EXERCISE REQUIREMENTS
Edit the rows starting at the line that contains "# test: pointer emits one marker per instance of the grass" and ending at the line that contains "x=196 y=151". Give those lines again with "white cheek patch" replaced by "pale cheek patch" and everything else unchanged.

Position identification records
[Begin]
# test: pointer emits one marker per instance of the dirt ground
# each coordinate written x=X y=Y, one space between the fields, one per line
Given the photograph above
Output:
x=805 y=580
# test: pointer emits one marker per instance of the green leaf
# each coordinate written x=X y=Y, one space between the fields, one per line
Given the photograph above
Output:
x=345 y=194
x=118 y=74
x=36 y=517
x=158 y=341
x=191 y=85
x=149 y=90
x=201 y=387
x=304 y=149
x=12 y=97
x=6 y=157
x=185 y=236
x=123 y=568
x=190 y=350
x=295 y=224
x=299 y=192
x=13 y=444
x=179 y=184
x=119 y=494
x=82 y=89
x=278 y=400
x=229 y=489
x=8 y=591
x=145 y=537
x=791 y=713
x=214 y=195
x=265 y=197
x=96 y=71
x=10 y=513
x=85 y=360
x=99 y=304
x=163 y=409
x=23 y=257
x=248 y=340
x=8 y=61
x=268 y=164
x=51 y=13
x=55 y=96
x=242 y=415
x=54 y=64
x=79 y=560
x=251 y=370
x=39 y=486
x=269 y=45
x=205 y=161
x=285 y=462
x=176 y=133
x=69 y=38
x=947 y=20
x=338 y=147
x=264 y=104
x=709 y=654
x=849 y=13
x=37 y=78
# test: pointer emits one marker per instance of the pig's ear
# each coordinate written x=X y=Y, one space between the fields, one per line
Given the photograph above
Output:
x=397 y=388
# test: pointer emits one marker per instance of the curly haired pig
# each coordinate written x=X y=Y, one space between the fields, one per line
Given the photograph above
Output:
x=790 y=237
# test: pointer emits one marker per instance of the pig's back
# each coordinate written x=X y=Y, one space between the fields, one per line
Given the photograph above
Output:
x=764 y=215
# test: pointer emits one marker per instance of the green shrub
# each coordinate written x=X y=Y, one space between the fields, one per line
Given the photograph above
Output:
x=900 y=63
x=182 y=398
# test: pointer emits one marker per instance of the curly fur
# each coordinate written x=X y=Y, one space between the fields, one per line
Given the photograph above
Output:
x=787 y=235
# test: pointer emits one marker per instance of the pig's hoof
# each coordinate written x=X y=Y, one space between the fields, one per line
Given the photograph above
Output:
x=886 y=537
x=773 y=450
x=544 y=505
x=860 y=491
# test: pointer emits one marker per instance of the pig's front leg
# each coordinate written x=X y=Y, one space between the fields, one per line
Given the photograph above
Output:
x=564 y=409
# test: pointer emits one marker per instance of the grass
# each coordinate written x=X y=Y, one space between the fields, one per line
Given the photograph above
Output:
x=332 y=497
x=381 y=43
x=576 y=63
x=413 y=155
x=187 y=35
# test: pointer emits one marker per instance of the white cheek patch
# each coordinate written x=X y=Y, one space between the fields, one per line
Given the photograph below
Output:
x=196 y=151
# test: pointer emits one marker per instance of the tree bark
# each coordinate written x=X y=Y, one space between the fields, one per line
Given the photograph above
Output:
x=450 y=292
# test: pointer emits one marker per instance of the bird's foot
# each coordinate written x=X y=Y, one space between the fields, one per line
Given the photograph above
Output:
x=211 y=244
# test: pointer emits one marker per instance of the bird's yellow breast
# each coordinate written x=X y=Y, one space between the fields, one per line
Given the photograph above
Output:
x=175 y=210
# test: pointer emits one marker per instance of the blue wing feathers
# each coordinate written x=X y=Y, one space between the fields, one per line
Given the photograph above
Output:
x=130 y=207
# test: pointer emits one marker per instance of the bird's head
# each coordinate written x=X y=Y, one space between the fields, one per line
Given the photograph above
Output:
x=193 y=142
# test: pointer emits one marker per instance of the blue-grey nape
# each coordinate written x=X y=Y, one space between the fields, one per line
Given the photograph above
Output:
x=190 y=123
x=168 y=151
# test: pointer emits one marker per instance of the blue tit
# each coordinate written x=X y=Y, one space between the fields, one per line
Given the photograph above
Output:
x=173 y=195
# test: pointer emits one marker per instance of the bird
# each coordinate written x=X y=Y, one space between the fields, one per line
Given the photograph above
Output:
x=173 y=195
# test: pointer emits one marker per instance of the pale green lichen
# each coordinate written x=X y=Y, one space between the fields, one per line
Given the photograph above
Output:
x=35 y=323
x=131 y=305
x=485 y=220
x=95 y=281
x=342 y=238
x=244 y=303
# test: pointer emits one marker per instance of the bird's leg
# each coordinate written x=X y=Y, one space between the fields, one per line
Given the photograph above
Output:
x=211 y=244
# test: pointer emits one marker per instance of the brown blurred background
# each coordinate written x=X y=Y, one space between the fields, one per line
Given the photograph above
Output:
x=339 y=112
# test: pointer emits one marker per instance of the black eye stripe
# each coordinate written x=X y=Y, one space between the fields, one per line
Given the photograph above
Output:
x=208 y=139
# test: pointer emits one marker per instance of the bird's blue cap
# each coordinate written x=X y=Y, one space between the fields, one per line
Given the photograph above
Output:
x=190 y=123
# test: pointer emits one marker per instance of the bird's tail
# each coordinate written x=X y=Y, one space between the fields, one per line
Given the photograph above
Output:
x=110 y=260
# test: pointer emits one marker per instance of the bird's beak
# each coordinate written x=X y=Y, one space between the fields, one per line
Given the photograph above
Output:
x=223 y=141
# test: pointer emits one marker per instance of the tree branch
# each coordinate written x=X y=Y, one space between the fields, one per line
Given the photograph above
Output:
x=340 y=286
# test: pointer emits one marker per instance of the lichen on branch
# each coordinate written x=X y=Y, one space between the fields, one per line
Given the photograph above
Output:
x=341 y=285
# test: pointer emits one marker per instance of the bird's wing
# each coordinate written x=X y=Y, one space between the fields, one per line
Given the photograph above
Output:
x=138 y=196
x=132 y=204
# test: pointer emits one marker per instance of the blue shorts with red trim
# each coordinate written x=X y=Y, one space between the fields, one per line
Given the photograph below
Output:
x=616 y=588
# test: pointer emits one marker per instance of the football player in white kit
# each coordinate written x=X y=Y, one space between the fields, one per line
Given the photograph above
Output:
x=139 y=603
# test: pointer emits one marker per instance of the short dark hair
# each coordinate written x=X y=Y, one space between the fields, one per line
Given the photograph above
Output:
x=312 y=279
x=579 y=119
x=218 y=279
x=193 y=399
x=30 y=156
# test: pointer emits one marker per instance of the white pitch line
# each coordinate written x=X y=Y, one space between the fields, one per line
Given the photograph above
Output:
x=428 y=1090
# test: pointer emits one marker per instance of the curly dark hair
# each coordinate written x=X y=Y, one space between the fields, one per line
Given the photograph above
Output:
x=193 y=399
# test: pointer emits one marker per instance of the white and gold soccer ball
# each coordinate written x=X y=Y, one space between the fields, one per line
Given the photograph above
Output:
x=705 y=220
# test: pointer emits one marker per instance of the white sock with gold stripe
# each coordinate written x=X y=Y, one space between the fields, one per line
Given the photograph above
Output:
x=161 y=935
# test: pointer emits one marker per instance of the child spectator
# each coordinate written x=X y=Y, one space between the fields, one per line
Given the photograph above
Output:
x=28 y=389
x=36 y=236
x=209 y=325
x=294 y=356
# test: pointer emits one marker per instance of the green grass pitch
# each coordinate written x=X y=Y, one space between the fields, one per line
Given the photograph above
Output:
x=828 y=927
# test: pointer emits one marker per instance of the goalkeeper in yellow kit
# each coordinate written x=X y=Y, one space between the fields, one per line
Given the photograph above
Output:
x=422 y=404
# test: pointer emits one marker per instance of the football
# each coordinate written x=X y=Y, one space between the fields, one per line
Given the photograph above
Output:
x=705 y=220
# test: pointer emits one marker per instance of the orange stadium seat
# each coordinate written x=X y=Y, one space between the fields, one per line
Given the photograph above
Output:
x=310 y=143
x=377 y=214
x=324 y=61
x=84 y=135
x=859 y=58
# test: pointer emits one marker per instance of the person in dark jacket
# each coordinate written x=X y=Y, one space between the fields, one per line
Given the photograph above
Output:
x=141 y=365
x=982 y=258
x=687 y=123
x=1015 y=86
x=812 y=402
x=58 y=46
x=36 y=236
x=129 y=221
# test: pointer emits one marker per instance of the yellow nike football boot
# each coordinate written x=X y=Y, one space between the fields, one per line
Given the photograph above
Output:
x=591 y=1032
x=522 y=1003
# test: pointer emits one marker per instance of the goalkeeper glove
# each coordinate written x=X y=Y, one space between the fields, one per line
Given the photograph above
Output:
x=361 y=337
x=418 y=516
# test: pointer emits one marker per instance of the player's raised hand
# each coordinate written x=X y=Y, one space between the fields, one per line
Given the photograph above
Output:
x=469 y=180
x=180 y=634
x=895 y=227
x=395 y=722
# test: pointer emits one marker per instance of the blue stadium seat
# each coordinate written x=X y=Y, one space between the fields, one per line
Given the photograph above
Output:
[End]
EXERCISE OUTPUT
# test: pointer emits one marker per instance of the grass
# each coordinate written x=X y=Y, one space between the fields, one per line
Given the photograph above
Output:
x=332 y=497
x=381 y=43
x=576 y=63
x=413 y=155
x=187 y=35
# test: pointer emits one marker per instance of the pale cheek patch
# each coordinate written x=X y=Y, one space between the fields, one per line
Given the photograph below
Output:
x=196 y=151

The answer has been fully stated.